• EXERCISE BRIEF: Continue the tips on choosing a hand specialist in Omaha from where they stop.

• DOCUMENT TEXT:

Tip#3: You should call your health insurance provider and inquire about their preferred orthopedic hand specialists in Omaha. Due to current health care system changes, the insurers will prefer those hand specialists who employ the insurer-approved standards of care. What this means is that your health insurance company may tell you to see Dr. X although Dr. Y is also covered by your insurance but is not on their list of preferred hand specialists. The preferred hand specialists are the ones who may have a (direct or indirect) financial incentive to limit your treatment or adhere to the insurance mandated standard of care. This is called managed care. For more information, see managed care financial incentives. It is important that you choose the best hand specialist for you rather than let the insurance company choose the one that is the best for them.
Tip #3: Inquire about the hand specialist's willingness to educate his patients about their conditions and non-surgical and surgical treatment options. Personally, I verbally explain the condition and its treatment options, draw pictures if necessary, provide educational pamphlets, and encourage patients to use my website as an additional resource. Turn to Google for help and look for personal websites made by Omaha hand specialists, which can provide you with educational materials and give you a "feeling" for the particular specialist's personality, practice, and level of accessibility. Hand specialists with an active on-line presence (personal website, Facebook, Twitter, or Google+) tend to be more accessible and involved in their patient care and education.
Tip #4: If you want a doctor who truly cares about his patients, ask how accessible he is after hours and on weekends. My patients, for example, have 24-7 access to me via the Nebraska Methodist Hospital paging service. In addition, anyone can e-mail me at email@example.com. Typically, I am able to answer e-mails within 12 hours. I am also accessible through the social medial such as Facebook and Google+. On rare occasions, when I am out of town, I am still available via phone calls and e-mails and if need be, my partner's are 100% available to address any patient concerns in person.

Collected data:
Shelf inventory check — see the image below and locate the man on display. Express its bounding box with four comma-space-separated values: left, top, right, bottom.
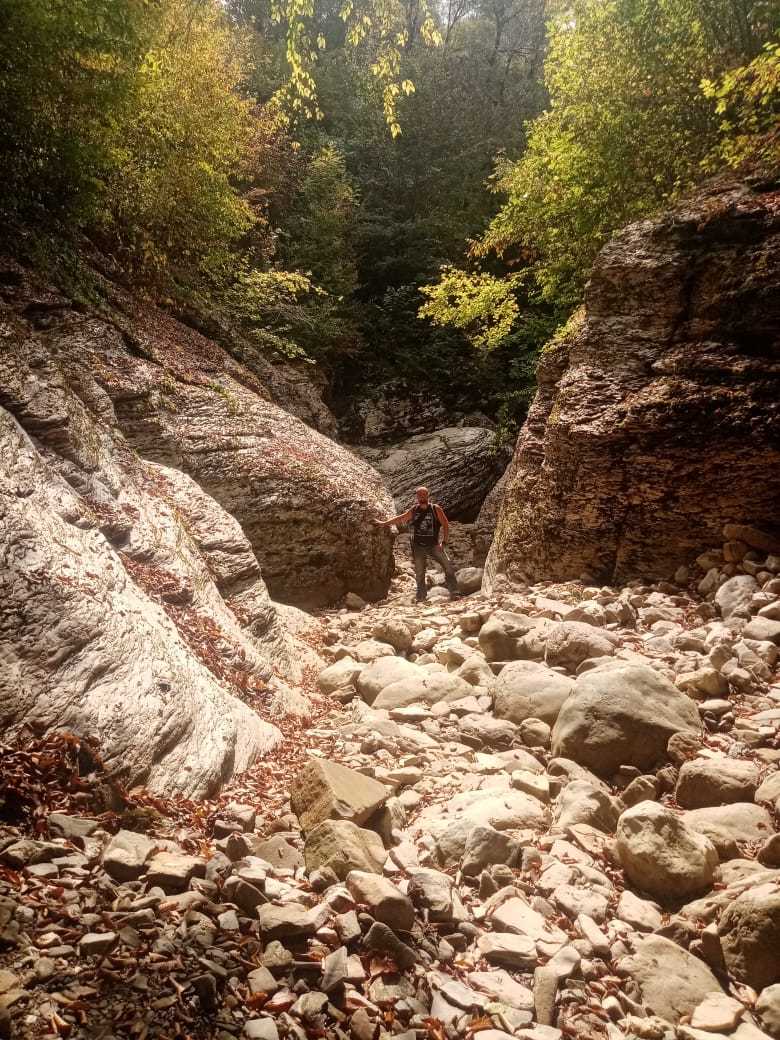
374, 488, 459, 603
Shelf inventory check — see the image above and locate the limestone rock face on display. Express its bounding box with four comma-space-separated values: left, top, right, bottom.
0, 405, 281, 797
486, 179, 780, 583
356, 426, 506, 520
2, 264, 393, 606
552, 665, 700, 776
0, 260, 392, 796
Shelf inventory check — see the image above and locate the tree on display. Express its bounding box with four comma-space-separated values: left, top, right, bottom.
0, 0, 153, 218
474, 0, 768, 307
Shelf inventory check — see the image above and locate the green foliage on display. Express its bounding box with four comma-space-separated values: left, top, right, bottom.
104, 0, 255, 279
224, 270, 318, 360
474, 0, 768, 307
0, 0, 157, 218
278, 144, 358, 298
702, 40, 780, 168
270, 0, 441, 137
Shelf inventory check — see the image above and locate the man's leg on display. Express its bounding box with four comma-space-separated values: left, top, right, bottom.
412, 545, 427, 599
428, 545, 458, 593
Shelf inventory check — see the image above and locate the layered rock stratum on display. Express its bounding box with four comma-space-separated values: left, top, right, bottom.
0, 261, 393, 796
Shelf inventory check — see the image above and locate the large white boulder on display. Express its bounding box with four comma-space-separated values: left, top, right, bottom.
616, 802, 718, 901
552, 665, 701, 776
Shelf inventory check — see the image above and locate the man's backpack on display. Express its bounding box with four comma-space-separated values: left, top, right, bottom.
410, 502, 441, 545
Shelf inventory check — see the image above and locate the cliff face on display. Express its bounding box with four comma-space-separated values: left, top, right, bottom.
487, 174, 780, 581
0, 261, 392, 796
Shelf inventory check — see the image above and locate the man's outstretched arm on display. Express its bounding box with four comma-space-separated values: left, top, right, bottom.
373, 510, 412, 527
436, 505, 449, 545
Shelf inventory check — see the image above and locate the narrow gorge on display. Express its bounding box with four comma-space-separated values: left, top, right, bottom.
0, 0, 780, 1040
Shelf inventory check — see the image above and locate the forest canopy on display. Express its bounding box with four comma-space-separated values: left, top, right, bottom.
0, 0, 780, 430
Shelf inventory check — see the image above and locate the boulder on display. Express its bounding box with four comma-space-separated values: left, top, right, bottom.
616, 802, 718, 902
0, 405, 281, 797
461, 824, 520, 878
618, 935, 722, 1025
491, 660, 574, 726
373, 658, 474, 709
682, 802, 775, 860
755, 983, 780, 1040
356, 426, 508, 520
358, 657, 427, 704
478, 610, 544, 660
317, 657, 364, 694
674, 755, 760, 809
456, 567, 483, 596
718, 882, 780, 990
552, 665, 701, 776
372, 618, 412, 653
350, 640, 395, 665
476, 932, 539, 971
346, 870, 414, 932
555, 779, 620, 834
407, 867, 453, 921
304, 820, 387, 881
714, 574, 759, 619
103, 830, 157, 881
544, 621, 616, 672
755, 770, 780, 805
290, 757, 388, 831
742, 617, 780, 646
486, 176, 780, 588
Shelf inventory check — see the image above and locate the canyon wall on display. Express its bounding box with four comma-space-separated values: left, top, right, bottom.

==

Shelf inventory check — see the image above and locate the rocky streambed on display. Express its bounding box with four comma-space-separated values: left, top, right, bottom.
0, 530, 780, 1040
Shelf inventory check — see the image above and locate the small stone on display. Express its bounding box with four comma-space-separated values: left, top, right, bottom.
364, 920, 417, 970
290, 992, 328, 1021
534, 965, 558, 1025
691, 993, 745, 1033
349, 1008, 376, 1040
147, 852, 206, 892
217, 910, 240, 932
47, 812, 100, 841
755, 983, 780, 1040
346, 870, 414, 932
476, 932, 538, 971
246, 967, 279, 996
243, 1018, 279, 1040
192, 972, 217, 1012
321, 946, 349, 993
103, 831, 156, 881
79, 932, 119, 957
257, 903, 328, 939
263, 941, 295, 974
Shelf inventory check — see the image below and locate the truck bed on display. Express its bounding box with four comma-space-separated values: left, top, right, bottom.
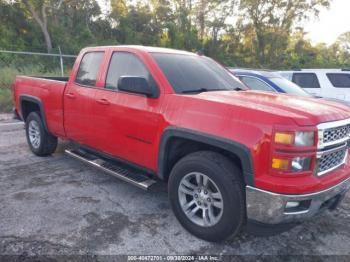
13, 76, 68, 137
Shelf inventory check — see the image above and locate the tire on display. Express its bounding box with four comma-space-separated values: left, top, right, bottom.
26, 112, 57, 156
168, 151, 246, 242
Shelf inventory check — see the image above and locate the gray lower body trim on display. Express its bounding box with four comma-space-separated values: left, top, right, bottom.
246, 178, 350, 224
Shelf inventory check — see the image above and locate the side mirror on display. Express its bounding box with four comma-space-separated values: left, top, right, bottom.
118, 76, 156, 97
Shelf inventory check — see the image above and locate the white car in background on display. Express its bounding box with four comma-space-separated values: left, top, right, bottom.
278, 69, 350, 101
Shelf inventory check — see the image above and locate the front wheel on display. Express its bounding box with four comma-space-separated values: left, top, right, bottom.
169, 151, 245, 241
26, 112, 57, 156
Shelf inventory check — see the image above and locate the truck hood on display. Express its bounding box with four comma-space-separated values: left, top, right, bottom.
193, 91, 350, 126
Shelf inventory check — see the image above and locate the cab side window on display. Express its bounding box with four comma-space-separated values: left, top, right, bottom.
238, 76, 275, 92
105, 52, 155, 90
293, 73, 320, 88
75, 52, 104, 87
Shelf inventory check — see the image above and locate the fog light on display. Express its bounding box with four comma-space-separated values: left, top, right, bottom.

• REPLY TO THE TASK:
Tip #5: It would be extremely helpful if you could find someone who works closely with the hand specialist and elicit their recommendation. The best question to ask is who would they want as a hand specialist for their loved ones. Ask your primary care doctor or an emergency room doctor for the names of several hand specialists in and out of your hospital network. Hospitals encourage referrals from one doctor to another within the same hospital system. However, when it comes to hand specialists, we are a highly specialized bunch and our numbers tend to be small even in the community as large as the Omaha greater area. The hand specialist at one hospital may not be as helpful to you as the hand specialist at another institution.
Hand surgery involves an interdisciplinary approach to care as the treatment success heavily depends on the hand surgeon's technical skill and knowledge, post-surgical hand therapy, occupational therapy, and the treatment and management of a medical issue, which may have been the underlying cause of a particular hand condition or injury. For example, I have successfully treated patients with advanced rheumatoid arthritis by advanced reconstructive hand and wrist surgery or finger joint replacement. However, the complete patient satisfaction and the treatment success were a direct result of patient compliance, physical therapy, and the rheumatologist's medical management of the patient's rheumatoid arthritis.